§ **WHAT YOU NEED TO DO**: Reproduce nothing but the lines from the one with "of the warning" down to the last line of the data below.

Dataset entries

━━━━━━━━━━━━━━━━━━━━━━━━━━━━━━

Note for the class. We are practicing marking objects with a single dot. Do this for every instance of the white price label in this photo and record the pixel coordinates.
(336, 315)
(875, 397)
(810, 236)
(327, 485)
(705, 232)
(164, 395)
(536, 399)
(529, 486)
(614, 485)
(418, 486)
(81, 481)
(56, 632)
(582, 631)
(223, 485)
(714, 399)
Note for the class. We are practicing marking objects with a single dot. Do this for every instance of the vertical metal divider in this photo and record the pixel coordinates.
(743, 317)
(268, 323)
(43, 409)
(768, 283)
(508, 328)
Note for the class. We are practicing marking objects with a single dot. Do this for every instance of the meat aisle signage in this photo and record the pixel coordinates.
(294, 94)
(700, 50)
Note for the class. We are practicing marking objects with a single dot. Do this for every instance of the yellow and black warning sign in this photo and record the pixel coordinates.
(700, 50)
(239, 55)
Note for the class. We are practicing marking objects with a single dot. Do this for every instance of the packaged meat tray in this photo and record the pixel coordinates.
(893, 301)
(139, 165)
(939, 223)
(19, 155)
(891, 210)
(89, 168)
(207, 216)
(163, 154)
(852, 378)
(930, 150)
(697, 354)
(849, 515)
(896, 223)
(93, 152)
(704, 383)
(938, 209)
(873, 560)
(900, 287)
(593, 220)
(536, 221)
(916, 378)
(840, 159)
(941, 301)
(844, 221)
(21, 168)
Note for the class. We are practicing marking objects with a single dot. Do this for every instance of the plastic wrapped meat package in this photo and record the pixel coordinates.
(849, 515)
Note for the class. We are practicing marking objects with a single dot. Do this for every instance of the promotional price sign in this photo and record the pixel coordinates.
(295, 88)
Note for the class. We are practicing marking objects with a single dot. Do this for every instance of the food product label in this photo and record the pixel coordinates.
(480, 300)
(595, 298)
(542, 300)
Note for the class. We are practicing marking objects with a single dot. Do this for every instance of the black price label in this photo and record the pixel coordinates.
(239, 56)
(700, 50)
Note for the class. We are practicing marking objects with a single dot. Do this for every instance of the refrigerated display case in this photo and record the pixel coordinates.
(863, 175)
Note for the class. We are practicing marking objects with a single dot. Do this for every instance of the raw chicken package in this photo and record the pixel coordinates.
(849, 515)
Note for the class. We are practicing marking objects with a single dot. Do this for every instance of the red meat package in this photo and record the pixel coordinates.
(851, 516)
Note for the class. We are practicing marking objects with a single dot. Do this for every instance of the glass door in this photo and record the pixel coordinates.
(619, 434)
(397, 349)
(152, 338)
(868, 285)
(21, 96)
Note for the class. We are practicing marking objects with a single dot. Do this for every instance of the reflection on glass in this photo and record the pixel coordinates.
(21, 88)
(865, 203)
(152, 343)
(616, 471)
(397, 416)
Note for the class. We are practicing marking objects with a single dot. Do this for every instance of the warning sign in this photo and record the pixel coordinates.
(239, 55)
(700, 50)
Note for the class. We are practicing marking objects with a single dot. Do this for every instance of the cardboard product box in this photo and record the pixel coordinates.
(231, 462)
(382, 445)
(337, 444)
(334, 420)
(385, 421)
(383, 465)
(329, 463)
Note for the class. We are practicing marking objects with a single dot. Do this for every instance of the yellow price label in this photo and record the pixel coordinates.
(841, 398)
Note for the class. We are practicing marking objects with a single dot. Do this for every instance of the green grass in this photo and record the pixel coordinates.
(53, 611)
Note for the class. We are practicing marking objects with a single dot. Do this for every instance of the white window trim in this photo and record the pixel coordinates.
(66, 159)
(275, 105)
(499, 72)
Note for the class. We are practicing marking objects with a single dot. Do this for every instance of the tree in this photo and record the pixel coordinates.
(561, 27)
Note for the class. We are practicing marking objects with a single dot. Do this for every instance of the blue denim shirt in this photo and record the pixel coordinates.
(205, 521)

━━━━━━━━━━━━━━━━━━━━━━━━━━━━━━

§ **ANSWER TO THE PROBLEM**:
Note for the class. We are practicing marking objects with a single dot. Do this for every instance of the warning sign in this photo and record the pixel coordinates.
(239, 55)
(700, 50)
Note for the class. We are practicing marking objects with a single dot. Do this for every instance of the cardboard product box in this photo and record the pixel coordinates.
(231, 462)
(382, 445)
(337, 444)
(334, 420)
(385, 421)
(383, 465)
(329, 463)
Note for the class. We are practicing marking objects with a single dot. Do this for every instance of the yellow price label in this photo and record the pixel coordinates.
(841, 398)
Note for the class. We are practicing marking objects with a single dot. Do this for every instance of the green grass in this photo and record the pixel coordinates.
(53, 611)
Note for the class. We are practicing marking objects with a single dot. Do this for every instance of the white window trim in this photo and record the pixel coordinates.
(66, 159)
(275, 105)
(499, 72)
Note for the class. We are practicing marking objects with a single dot. Do this for every instance of the tree in this photo and record the pixel coordinates.
(561, 27)
Note for the class. We are practicing marking objects with a single dot. Do this for every instance of the blue denim shirt in this photo and record the pixel coordinates.
(205, 521)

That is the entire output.